* Begin Given entries *
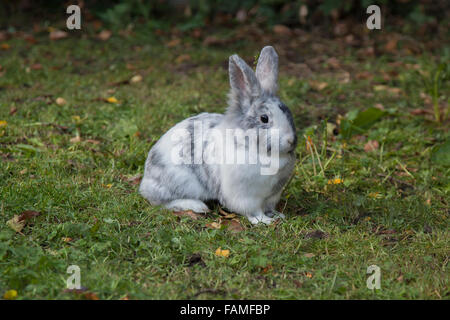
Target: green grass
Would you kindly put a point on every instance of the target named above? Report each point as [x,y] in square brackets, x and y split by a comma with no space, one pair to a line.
[391,210]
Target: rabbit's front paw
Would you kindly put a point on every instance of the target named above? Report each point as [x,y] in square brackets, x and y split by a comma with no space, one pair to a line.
[275,214]
[260,218]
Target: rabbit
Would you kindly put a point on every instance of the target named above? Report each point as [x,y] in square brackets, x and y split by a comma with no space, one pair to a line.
[240,187]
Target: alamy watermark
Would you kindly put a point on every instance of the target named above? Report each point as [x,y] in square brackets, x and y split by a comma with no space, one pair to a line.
[74,20]
[228,147]
[374,280]
[374,20]
[74,281]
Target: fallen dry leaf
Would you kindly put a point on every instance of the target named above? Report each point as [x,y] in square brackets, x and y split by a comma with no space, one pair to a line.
[371,145]
[281,30]
[233,225]
[10,295]
[104,35]
[90,296]
[28,214]
[16,224]
[316,234]
[36,66]
[391,45]
[173,43]
[182,58]
[381,87]
[188,213]
[58,34]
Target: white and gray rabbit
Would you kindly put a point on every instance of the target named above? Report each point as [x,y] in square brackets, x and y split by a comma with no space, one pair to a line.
[240,187]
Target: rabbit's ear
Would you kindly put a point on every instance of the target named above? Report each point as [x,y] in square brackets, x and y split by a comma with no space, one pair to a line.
[244,85]
[267,70]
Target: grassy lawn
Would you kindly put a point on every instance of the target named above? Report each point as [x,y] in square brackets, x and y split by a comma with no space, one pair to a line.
[378,196]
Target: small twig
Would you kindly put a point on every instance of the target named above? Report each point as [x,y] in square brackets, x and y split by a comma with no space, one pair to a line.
[404,168]
[396,180]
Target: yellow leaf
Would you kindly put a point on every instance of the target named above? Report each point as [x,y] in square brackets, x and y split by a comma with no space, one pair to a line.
[16,224]
[318,85]
[75,139]
[222,253]
[112,100]
[213,225]
[136,78]
[335,181]
[10,295]
[60,101]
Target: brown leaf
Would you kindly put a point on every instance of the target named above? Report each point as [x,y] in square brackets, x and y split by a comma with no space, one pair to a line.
[173,43]
[16,224]
[58,34]
[233,225]
[36,66]
[90,296]
[182,58]
[371,145]
[417,112]
[316,234]
[282,30]
[365,75]
[391,45]
[214,41]
[196,258]
[334,63]
[28,214]
[189,213]
[104,35]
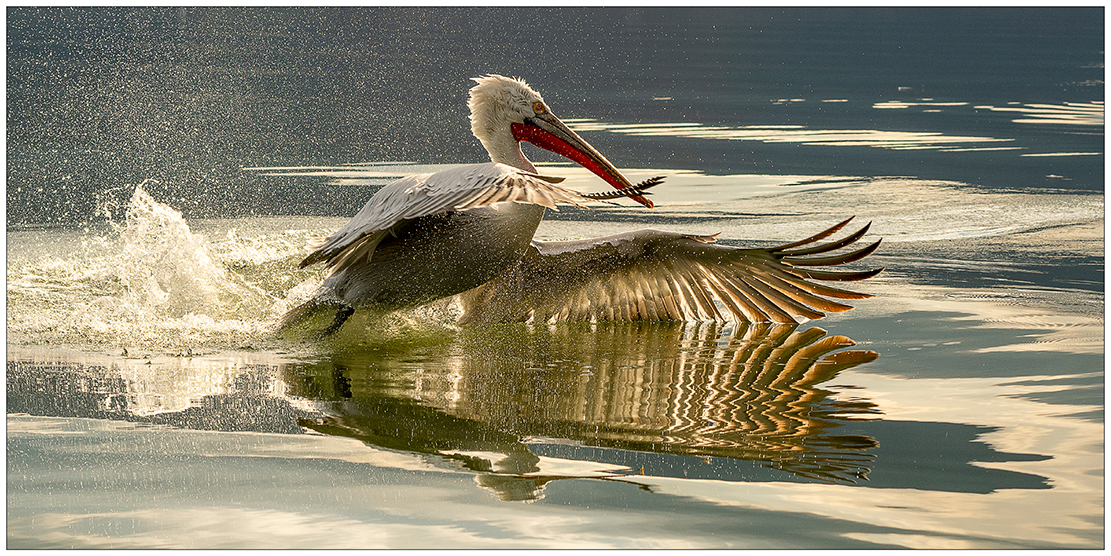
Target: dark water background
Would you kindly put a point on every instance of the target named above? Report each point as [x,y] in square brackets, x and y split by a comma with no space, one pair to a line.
[103,97]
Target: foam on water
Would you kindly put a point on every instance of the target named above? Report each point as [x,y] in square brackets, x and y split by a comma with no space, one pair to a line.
[150,281]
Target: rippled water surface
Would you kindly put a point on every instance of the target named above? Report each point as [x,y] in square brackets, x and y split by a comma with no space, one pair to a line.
[150,406]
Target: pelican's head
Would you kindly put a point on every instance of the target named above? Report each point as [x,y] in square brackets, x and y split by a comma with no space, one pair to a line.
[506,111]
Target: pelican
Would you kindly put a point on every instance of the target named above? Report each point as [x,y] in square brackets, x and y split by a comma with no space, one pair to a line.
[468,231]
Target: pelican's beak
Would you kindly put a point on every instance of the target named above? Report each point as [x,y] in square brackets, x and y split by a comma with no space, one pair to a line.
[547,131]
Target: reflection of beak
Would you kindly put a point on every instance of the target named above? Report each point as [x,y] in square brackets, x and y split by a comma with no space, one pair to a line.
[548,132]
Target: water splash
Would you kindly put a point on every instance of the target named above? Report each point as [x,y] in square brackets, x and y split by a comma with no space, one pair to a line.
[149,283]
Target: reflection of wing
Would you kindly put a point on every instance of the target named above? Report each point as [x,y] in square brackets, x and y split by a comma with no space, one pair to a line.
[422,195]
[652,275]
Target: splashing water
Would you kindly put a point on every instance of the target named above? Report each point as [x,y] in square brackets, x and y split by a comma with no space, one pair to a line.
[152,283]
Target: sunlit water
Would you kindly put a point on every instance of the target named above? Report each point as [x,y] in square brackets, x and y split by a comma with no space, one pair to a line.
[149,404]
[953,415]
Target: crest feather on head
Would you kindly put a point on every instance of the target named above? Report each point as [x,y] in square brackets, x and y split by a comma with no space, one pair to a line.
[497,101]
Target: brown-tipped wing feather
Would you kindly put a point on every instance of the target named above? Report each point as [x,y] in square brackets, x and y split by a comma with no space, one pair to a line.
[651,275]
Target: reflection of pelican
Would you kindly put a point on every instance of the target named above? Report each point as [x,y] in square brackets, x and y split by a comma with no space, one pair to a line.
[654,388]
[468,230]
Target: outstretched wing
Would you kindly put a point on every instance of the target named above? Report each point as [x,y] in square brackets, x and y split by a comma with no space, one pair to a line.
[651,275]
[461,188]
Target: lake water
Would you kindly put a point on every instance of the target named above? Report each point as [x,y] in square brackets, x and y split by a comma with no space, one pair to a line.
[166,168]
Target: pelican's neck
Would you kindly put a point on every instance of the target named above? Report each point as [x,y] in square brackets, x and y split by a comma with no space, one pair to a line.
[504,148]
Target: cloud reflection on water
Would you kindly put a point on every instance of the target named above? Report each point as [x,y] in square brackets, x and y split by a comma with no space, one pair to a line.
[896,140]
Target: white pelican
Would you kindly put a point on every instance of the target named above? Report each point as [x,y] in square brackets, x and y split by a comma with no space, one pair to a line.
[469,230]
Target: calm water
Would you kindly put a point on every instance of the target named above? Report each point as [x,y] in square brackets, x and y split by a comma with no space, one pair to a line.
[166,169]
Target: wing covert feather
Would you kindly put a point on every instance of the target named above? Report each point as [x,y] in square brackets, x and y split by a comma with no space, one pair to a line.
[422,195]
[651,275]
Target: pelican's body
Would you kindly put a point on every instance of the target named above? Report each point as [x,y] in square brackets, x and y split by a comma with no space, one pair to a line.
[469,231]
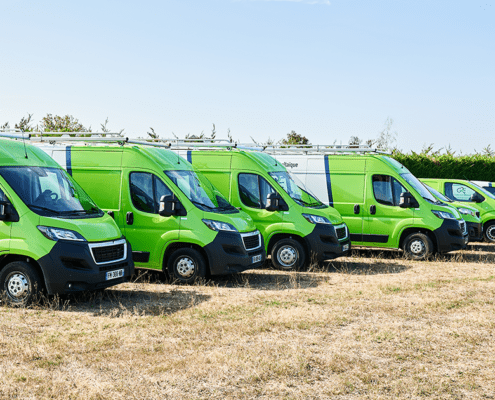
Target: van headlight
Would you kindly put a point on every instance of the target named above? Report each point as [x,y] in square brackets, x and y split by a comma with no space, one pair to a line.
[443,214]
[467,211]
[316,219]
[219,226]
[60,234]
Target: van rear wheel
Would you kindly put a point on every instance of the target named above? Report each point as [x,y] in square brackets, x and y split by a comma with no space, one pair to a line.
[418,246]
[186,265]
[489,232]
[288,255]
[20,283]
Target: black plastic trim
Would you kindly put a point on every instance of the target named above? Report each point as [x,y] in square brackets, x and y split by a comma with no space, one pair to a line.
[227,254]
[58,276]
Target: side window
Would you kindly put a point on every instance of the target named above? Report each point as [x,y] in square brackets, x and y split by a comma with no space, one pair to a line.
[249,190]
[141,185]
[382,189]
[457,191]
[266,189]
[253,190]
[398,190]
[160,190]
[2,196]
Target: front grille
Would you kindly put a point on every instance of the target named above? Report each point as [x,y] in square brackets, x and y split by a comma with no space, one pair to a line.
[112,267]
[252,241]
[341,233]
[108,252]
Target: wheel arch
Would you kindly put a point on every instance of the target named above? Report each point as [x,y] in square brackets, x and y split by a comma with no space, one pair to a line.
[8,258]
[406,232]
[180,245]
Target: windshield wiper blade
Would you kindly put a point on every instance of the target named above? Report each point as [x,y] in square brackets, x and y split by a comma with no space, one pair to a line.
[43,208]
[202,204]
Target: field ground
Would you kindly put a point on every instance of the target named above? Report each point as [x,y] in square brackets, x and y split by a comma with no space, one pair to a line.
[372,326]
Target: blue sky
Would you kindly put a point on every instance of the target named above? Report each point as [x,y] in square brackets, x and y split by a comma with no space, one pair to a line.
* End Given entries *
## Task objective
Reproduce exactly the line containing "Target: wheel arch" and every line after it through the end of the records above, and nothing else.

## The solution
Target: wheel arch
Would you kindly put a point on every instance of the target named above? Report each point as [x,y] in square brackets, x and y split by a comma with no space, one pair to a line.
[8,258]
[406,232]
[180,245]
Target: windshield wiper blade
Would you kindly put a point on every instance of the target named above? Report each point as [x,y] in square brackets, x and y split by a comma with no space, one pair to a line.
[43,208]
[202,204]
Target: field ground
Would you kindly put a point on every instance of the target named above? Report each point as [x,y] in square brackets, x and y split by a comma with no space, one pair to a line.
[372,326]
Target: blue sky
Would you kindly put a point on every instance of the target named above? Report each point as [x,y] in square brackets, x and y split by a comma with no space, one pair to a line.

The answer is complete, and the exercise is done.